Document section –
The Truth Behind The ICBA Attacks On Credit Unions

By Jason Stverak

ICBA’s latest attack on “banks selling to credit unions” isn’t about protecting community banks. It’s about protecting ICBA. 

Last week the ICBA again urged Congress to “eliminate the federal tax exemption for credit unions over $1 billion in assets,” claiming credit union acquisitions of banks are “harmful” and driven by “favorable” tax treatment. That’s a political demand to punish one set of buyers and shrink the market for community bank sellers. 

Let’s talk about what ICBA won’t: the money.

The dues.

ICBA’s membership dues are based on the asset size. Asset-based dues mean the association’s incentives are tied to keeping bank assets inside the banking charter system that funds the association.

Now compare two outcomes, this is the “missing graphic” in every ICBA press release:

A) Bank buys bank
• Assets stay in the banking system (and in ICBA’s dues universe)

B) Credit union buys bank
• The bank charter is terminated or becomes a shell; assets and accounts move into a credit union (outside ICBA’s dues universe) 

Which one does ICBA rage about?  Exactly.

This is why I’m done letting people pretend ICBA is making a principled argument. Their outrage tracks their dues structure. If your revenue depends on bank assets staying “bank assets,” you will fight anything that converts those assets into something else, no matter what’s best for the bank’s owners. 

And what’s best for the owners is not a mystery. When a bank sells, the board and management have a fiduciary duty to act in the best interests of shareholders. In a sale-of-control context, directors must take reasonable steps to obtain the best price reasonably available. That duty doesn’t include protecting a trade association’s membership spreadsheet, or insulating rival bidders from competition.

Extracted records –
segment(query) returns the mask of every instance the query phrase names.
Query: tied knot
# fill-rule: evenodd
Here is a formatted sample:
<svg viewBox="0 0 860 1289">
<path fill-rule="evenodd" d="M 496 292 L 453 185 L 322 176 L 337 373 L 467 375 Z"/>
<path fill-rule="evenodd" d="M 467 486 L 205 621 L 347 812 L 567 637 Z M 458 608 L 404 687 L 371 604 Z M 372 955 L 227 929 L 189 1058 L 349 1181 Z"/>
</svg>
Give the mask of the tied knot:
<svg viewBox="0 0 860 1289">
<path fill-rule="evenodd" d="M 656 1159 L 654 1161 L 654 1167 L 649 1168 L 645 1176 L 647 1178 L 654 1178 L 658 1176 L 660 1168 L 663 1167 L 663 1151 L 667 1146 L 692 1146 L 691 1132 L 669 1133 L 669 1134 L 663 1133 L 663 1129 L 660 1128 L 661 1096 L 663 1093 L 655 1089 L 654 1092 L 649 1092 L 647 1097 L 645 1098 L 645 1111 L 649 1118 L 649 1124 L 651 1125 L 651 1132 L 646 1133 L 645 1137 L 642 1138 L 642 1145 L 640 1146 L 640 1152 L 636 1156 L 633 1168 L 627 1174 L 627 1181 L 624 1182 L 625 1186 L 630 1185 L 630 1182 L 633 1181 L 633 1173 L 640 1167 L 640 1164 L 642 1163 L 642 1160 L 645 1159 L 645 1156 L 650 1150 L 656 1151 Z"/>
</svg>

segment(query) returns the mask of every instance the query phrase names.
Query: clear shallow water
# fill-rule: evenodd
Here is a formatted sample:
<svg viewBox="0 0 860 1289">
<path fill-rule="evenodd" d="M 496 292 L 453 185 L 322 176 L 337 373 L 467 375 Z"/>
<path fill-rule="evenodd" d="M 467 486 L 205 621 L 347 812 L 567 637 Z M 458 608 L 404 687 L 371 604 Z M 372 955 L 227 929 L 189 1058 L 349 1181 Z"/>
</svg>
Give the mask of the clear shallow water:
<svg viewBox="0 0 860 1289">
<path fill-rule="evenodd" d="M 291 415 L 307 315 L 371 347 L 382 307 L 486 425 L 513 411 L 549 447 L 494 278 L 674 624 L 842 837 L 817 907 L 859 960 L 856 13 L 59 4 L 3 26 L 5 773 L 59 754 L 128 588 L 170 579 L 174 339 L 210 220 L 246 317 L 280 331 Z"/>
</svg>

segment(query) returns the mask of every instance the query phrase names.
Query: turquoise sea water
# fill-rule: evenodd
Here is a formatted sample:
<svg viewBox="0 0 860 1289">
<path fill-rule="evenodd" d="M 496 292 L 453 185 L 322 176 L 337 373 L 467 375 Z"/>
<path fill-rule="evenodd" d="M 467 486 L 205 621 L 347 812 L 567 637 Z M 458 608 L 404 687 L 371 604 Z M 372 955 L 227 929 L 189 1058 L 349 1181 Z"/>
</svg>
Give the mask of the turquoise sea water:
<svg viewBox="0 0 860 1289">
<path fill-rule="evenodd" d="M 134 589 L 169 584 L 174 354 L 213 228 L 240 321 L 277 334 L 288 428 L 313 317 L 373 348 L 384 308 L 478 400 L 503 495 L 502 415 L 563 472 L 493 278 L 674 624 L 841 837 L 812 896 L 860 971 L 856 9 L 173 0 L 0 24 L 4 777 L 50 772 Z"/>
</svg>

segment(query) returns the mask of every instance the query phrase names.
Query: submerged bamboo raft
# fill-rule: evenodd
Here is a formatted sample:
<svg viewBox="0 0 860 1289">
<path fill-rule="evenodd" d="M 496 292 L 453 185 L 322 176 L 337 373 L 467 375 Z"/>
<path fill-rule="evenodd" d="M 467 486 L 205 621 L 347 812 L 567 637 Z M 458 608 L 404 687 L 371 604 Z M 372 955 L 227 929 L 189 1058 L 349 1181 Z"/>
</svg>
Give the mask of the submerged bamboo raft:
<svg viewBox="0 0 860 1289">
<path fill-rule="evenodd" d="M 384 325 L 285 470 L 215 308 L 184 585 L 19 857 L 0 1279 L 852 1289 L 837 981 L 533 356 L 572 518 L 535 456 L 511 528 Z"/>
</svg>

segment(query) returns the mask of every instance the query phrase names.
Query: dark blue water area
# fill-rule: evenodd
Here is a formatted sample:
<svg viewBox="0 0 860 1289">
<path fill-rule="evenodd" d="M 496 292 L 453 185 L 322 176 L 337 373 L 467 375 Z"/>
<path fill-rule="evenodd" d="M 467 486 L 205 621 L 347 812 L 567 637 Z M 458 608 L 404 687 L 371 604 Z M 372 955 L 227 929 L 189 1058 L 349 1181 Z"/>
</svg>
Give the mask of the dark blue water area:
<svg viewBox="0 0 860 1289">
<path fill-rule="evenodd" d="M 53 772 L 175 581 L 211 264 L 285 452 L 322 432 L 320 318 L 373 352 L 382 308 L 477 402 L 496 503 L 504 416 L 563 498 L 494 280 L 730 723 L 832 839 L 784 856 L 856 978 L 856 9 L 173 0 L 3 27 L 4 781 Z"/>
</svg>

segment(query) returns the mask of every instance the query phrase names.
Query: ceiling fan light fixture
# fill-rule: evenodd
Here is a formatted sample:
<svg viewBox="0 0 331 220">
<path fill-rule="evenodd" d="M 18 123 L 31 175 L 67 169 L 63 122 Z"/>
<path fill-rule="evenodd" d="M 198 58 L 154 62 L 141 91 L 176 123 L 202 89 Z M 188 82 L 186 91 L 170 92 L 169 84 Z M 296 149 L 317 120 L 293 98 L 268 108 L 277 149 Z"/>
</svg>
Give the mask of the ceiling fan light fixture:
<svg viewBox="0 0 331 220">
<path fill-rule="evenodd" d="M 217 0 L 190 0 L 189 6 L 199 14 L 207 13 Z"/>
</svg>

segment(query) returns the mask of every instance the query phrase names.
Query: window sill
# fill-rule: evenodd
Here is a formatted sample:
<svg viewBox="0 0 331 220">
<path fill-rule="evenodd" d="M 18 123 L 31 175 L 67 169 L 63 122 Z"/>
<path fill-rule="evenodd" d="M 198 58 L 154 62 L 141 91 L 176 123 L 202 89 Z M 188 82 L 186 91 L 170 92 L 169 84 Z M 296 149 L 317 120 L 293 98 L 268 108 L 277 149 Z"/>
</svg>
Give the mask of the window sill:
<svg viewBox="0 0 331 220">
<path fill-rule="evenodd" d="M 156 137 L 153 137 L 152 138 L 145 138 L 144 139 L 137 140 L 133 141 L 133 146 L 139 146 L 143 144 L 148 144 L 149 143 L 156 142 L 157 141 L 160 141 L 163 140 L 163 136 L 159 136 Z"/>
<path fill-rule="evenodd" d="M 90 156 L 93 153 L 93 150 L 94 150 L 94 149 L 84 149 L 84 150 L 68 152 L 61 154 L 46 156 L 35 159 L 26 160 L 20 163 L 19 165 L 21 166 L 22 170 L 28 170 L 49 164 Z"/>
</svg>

Directives –
1. Switch "membership dues" to "annual fees" and give the commentary on credit unions again, everything from "Let’s talk about" down to "funds the association.".
2. According to the commentary on credit unions, why would ICBA object to a credit union buying a bank but not to one bank buying another? Answer in one to three sentences.
3. Supply the next part of the commentary on credit unions, picking up after its final sentence.

Exercise answers –
1.
Let’s talk about what ICBA won’t: the money.

The dues.

ICBA’s annual fees are based on the asset size. Asset-based dues mean the association’s incentives are tied to keeping bank assets inside the banking charter system that funds the association.

2. ICBA's membership dues are based on asset size, so its revenue depends on bank assets staying inside the banking charter system. When a bank buys a bank, the assets stay in that system. When a credit union buys a bank, the assets and accounts move into the credit union, outside ICBA's dues universe.

3.
So, ask the obvious question: how can anyone claim to represent community banks while advocating policies designed to reduce the number of credible bidders for a bank? 

Fewer bidders is not “pro-community bank.” It is anti-shareholder. 

That is what ICBA is pushing. Their goal isn’t to stop consolidation. It’s to stop a particular kind of buyer, or make that buyer less competitive, so the remaining bidders can pay less. If ICBA gets its way, the bank will still likely be purchased; it will just be purchased at a lower price. That is worse for the people who own the bank. 

And let’s be honest about who those owners are. In thousands of small towns, community bank shareholders are local families, retirees, employee owners, and long-time investors. They don’t have lobbyists. They have savings. Their “exit” is their stock. Any lobby demanding fewer bidders is demanding those owners take a haircut, so the lobby doesn’t. 

ICBA also repeats the “all-cash offer” line as if cash is some unfair superpower.

Here’s the truth: credit unions often pay cash because they have to. Regulators note credit unions cannot acquire a bank charter and instead purchase assets and assume liabilities; regulators also list “preventing credit unions from issuing common stock and other equity instruments” as a key statutory constraint. Banks can offer cash, stock, or a mix. That flexibility can matter to sellers, tax planning, liquidity, and upside participation. For example, a Bank Director discussion-group deck citing S&P Global Market Intelligence shows that in 2019, among bank deals with disclosed consideration, 52% were cash-only, 19.8% stock-only, and 28.2% stock-and-cash—meaning sellers routinely weigh cash, stock, and hybrids. 

So. when ICBA complains that credit unions are “all-cash,” what it’s really admitting is: “They’re competing in auctions we want to win.” 

And those auctions are voluntary. Regulators describe these as arms-length, market-driven transactions sought by the management of both institutions, with approvals involving multiple agencies and third-party valuation analysis. DCUC has also emphasized that these are transparent, regulated transactions often initiated by banks that need a succession plan or relief from mounting burdens, not “hostile takeovers.” 

Market data also undercuts the claim that banks are being “exploited.” S&P’s bank deal coverage notes that announced credit union acquisitions have often included sizable premiums, reflecting intense competition for scarce quality sellers. 

Now to ICBA’s bigger club: “eliminate the tax status.”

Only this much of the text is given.